TESTO IN ESAME
MI CHIAMO FRANCESCO TOTTI - La vita, la storia, il passato, il presente e il futuro di uno dei più grandi calciatori italiani di sempre: Francesco Totti. Raccontato in prima persona dalla voice over dello stesso giocatore, il documentario di Alex Infascelli garantisce tutti gli ingredienti classici dei biopic sugli atleti, comprese le puntuali immagini d'archivio familiare quando sui campetti della periferia romana e della Lodigiani (terza squadra della capitale, seconda per Totti) il ragazzino già stupiva tutti. In più, e non è poco, riesce nel sorprendente intento di raccontare un uomo e un mondo che cambia mediante una riflessione tutt'altro che scontata sul tempo, portando la figura in primo piano a interrogarsi su ciò che accadrà, adesso che quel periodo si è irrimediabilmente chiuso, lasciando "Solo" (come la canzone di Baglioni che chiude il film) quel giocatore che si trova immerso nella notte di uno stadio Olimpico deserto e buio, un po' malinconico e spaesato. Una sorpresa. Voto: 7.

Dati di puntamento per espressioni referenziali:
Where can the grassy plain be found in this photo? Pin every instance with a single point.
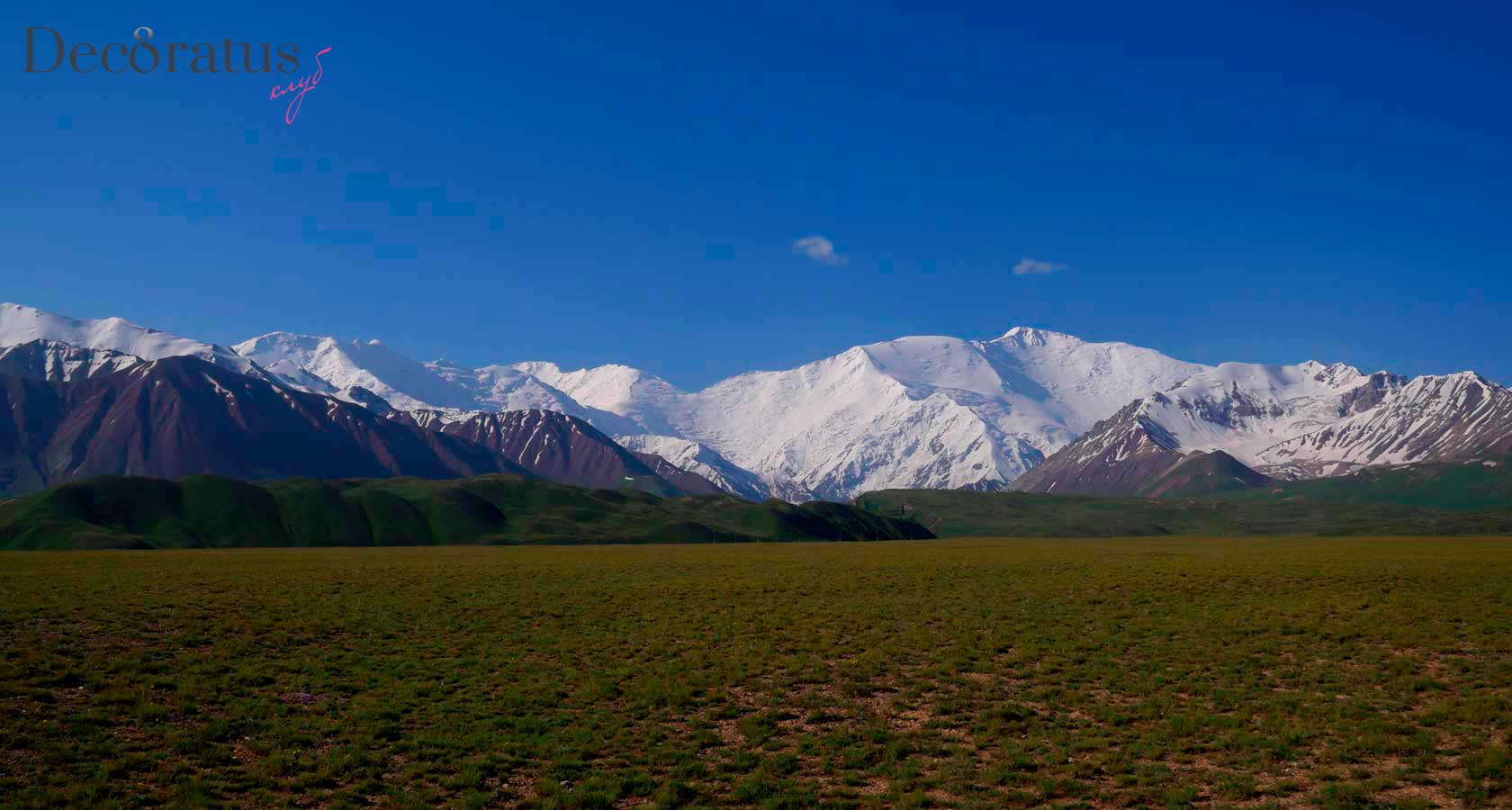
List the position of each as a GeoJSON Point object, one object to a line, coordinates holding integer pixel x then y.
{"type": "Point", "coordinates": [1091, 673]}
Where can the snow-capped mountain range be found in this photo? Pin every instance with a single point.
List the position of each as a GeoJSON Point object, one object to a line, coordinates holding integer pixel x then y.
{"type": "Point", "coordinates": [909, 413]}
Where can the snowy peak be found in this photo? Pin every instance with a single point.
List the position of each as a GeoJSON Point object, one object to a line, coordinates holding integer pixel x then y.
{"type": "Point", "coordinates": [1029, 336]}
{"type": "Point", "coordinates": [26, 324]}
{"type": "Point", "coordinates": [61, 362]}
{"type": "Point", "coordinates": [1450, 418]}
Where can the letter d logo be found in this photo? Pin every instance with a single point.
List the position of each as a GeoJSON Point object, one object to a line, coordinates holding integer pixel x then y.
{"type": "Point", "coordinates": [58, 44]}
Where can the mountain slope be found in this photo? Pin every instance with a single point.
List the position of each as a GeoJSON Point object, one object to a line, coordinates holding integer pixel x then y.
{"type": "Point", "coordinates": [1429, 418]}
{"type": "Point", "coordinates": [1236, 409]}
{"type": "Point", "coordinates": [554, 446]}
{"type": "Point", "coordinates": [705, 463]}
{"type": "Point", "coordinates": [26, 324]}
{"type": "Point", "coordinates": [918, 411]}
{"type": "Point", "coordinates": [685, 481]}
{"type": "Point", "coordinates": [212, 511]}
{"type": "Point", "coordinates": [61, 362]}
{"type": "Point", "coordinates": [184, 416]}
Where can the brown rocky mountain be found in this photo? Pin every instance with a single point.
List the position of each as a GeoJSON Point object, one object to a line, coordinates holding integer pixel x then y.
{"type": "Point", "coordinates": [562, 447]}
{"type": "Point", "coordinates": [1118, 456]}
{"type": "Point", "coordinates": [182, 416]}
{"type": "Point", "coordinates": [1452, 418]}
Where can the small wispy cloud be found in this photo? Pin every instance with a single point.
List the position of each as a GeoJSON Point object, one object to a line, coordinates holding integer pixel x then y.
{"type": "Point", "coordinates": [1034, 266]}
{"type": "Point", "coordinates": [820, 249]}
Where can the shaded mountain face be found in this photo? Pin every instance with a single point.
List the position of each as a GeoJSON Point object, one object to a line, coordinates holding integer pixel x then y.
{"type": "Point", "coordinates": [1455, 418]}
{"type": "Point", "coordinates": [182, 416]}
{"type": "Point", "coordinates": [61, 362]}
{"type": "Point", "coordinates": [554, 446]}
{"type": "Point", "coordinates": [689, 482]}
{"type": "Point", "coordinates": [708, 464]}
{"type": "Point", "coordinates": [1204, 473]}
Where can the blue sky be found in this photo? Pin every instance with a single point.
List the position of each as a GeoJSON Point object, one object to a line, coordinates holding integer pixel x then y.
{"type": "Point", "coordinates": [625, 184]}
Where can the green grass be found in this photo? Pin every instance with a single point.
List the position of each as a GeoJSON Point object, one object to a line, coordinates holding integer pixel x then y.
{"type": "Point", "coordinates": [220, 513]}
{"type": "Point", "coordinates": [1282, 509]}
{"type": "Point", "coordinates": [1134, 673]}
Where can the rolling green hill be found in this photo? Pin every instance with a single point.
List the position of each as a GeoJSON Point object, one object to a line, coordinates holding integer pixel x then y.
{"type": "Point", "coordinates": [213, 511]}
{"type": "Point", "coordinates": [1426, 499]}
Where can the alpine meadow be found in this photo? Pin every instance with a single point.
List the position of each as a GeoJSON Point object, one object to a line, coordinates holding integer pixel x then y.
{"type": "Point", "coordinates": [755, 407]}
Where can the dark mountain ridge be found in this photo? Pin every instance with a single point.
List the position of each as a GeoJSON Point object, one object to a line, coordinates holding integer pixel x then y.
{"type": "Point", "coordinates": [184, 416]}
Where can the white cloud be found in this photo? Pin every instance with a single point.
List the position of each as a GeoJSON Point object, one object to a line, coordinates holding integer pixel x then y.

AZIONE RICHIESTA
Puoi ripetere parola per parola, dall'inizio alla fine, la recensione del documentario su Francesco Totti? I record sono materiale a sé, distinto dal testo.

SOLUZIONE DELL'ESERCIZIO
MI CHIAMO FRANCESCO TOTTI - La vita, la storia, il passato, il presente e il futuro di uno dei più grandi calciatori italiani di sempre: Francesco Totti. Raccontato in prima persona dalla voice over dello stesso giocatore, il documentario di Alex Infascelli garantisce tutti gli ingredienti classici dei biopic sugli atleti, comprese le puntuali immagini d'archivio familiare quando sui campetti della periferia romana e della Lodigiani (terza squadra della capitale, seconda per Totti) il ragazzino già stupiva tutti. In più, e non è poco, riesce nel sorprendente intento di raccontare un uomo e un mondo che cambia mediante una riflessione tutt'altro che scontata sul tempo, portando la figura in primo piano a interrogarsi su ciò che accadrà, adesso che quel periodo si è irrimediabilmente chiuso, lasciando "Solo" (come la canzone di Baglioni che chiude il film) quel giocatore che si trova immerso nella notte di uno stadio Olimpico deserto e buio, un po' malinconico e spaesato. Una sorpresa. Voto: 7.